Task details ::
Up through the line that contains "Return the mask", retype the entries exactly, beginning at the very first line.

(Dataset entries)

++++

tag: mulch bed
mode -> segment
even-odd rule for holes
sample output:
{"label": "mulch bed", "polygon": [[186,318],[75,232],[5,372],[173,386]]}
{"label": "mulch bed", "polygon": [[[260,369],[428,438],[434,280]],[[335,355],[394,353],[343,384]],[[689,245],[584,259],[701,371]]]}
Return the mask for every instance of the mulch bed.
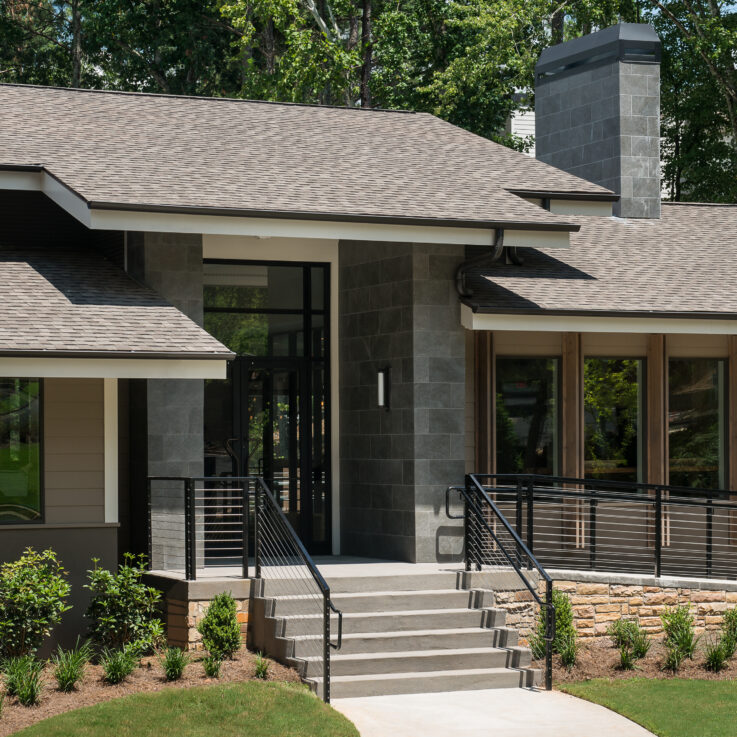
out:
{"label": "mulch bed", "polygon": [[[21,706],[14,697],[6,697],[0,715],[0,737],[17,732],[24,727],[83,706],[92,706],[110,699],[128,696],[134,693],[161,691],[164,688],[188,688],[206,686],[232,681],[255,680],[255,655],[241,650],[233,660],[226,660],[220,670],[220,678],[207,678],[200,659],[202,653],[193,653],[192,660],[184,669],[179,681],[166,681],[161,664],[156,656],[143,658],[141,667],[137,668],[123,683],[111,686],[102,680],[102,666],[87,665],[84,679],[78,684],[78,690],[62,693],[56,690],[53,668],[46,666],[43,673],[44,688],[38,706]],[[299,681],[296,671],[279,663],[269,661],[267,674],[269,681]]]}
{"label": "mulch bed", "polygon": [[[560,664],[560,655],[553,655],[553,684],[587,681],[591,678],[698,678],[707,681],[729,681],[737,678],[737,656],[727,667],[713,673],[704,667],[704,639],[696,648],[693,660],[685,659],[677,673],[664,670],[665,647],[662,641],[653,640],[647,656],[638,660],[635,670],[619,667],[619,650],[608,637],[580,642],[576,665],[571,670]],[[545,670],[544,660],[533,661],[533,667]]]}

++++

Answer box ::
tag: mulch bed
mode -> segment
even-odd rule for holes
sample output:
{"label": "mulch bed", "polygon": [[186,318],[75,232],[5,372],[173,386]]}
{"label": "mulch bed", "polygon": [[[260,369],[428,438],[434,280]],[[335,355],[394,353],[343,384]],[[689,245],[584,259],[701,371]]]}
Return the mask for every instance of the mulch bed.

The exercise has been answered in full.